Extract the line that contains "Task: Indicate the rider in" and every line after it through the end of the records below, exactly as written, leaving out any pictures.

● Data lines:
▶

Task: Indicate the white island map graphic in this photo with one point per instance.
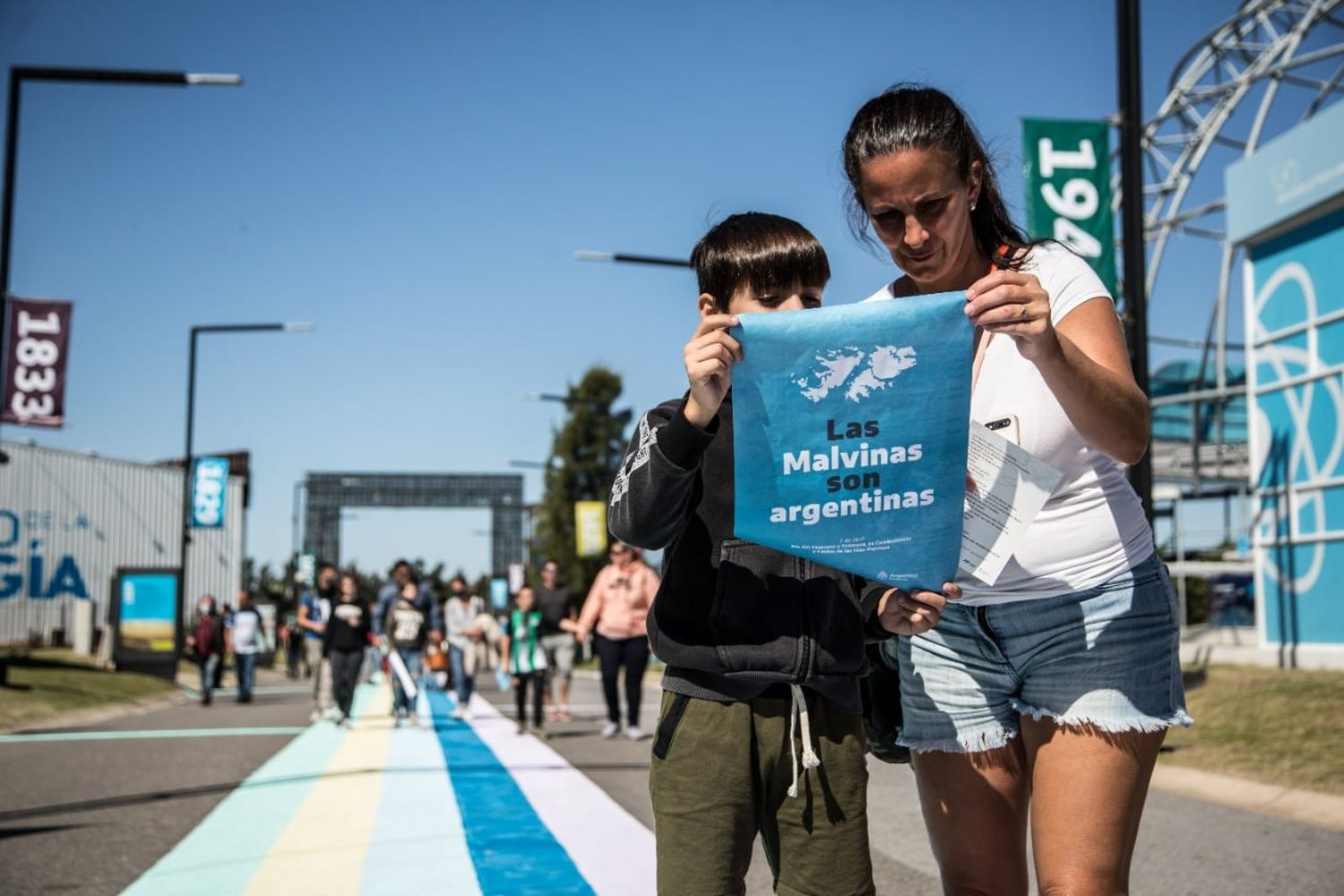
(859, 373)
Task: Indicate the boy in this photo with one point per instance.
(524, 659)
(755, 642)
(405, 630)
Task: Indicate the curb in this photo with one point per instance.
(94, 715)
(1304, 806)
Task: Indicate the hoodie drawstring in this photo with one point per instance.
(809, 756)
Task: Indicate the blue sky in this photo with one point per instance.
(414, 177)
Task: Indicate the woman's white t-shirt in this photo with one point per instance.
(1093, 525)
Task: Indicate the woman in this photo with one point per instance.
(1059, 681)
(344, 640)
(461, 616)
(207, 646)
(617, 605)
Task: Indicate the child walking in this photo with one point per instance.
(521, 654)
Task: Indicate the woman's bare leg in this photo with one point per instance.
(1089, 788)
(975, 806)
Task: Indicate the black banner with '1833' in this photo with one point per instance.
(35, 362)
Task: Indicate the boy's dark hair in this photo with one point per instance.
(760, 253)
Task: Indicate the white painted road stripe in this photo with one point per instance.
(620, 858)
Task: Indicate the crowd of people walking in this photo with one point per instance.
(406, 635)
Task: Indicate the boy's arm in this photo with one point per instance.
(889, 611)
(650, 497)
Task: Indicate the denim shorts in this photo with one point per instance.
(1105, 657)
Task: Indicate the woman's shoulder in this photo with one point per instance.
(1066, 276)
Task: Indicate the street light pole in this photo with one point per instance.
(21, 74)
(1132, 220)
(661, 261)
(191, 418)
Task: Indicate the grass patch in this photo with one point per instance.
(1279, 727)
(45, 683)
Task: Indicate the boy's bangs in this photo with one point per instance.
(782, 266)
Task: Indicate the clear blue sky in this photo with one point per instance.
(414, 177)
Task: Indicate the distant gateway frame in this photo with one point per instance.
(330, 493)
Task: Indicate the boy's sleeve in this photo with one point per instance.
(868, 598)
(650, 495)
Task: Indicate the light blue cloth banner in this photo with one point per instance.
(849, 429)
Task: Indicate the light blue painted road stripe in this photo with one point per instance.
(418, 840)
(513, 849)
(225, 850)
(151, 735)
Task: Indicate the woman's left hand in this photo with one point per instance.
(1015, 304)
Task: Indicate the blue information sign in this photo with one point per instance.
(209, 485)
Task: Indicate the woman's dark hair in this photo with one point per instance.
(760, 253)
(911, 116)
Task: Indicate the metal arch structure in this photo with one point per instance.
(330, 493)
(1222, 99)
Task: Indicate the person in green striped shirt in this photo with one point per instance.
(521, 654)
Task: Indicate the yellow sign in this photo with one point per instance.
(589, 528)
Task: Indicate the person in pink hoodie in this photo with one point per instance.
(617, 606)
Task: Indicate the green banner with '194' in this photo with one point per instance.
(1069, 188)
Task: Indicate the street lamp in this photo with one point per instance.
(661, 261)
(18, 75)
(191, 416)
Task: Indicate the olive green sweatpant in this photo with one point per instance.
(720, 774)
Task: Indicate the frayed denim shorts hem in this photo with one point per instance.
(1105, 659)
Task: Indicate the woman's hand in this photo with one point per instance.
(914, 611)
(710, 357)
(1015, 304)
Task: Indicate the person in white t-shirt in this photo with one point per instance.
(1054, 688)
(244, 637)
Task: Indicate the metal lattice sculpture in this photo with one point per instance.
(1268, 67)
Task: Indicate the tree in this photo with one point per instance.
(585, 457)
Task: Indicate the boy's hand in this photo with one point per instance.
(914, 611)
(710, 357)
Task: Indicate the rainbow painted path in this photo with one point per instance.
(451, 807)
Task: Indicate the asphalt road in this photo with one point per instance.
(1185, 847)
(90, 815)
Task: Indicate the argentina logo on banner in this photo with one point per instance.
(849, 435)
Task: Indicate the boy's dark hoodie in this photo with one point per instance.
(733, 616)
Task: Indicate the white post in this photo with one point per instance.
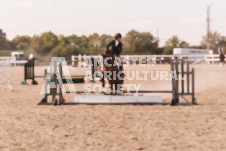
(79, 61)
(73, 60)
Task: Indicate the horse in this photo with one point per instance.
(116, 77)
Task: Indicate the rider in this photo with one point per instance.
(222, 56)
(116, 47)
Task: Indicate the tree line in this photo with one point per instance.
(134, 42)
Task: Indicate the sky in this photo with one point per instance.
(163, 18)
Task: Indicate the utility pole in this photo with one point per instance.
(208, 26)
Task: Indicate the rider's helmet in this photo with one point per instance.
(118, 35)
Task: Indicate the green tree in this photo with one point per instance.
(94, 41)
(21, 42)
(174, 42)
(44, 44)
(215, 41)
(105, 39)
(3, 40)
(140, 43)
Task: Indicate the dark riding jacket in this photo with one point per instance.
(115, 50)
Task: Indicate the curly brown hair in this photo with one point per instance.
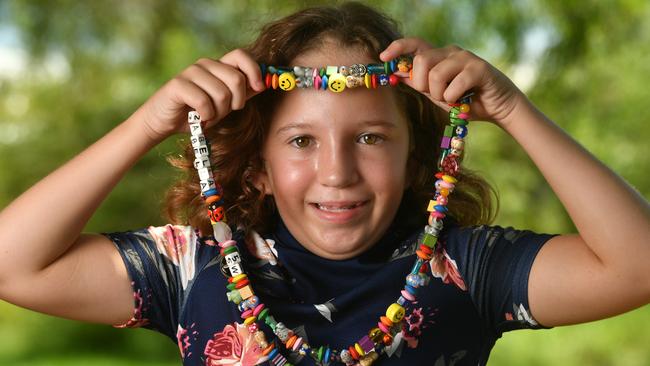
(236, 142)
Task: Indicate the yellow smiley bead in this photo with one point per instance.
(395, 312)
(287, 81)
(336, 83)
(359, 350)
(449, 179)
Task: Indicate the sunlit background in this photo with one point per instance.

◀

● The output:
Task: Indicate the rider in this photo with one point per instance.
(222, 56)
(116, 47)
Task: Indicate the tree line in this photo with one point per instance.
(134, 42)
Task: Indicate the sky in this photo with one point per instance.
(163, 18)
Task: Indicate the utility pole in this photo with one point per instance.
(208, 26)
Task: Indicate the rider's helmet in this photo with one point per instance.
(118, 35)
Task: Indicate the green tree in this photo with one point per instance.
(94, 41)
(21, 42)
(174, 42)
(44, 44)
(215, 41)
(105, 39)
(3, 40)
(140, 43)
Task: Indicate the dark riding jacket in this photo with one point per instance.
(115, 50)
Task: Indicate the curly brown hair in this photo with one point per instance.
(236, 142)
Task: Indicate the yellow smiley bead in this photo with one point per instance.
(395, 312)
(287, 81)
(336, 83)
(359, 350)
(449, 179)
Task: Indicate the sunlit background in this photo with one point per instance.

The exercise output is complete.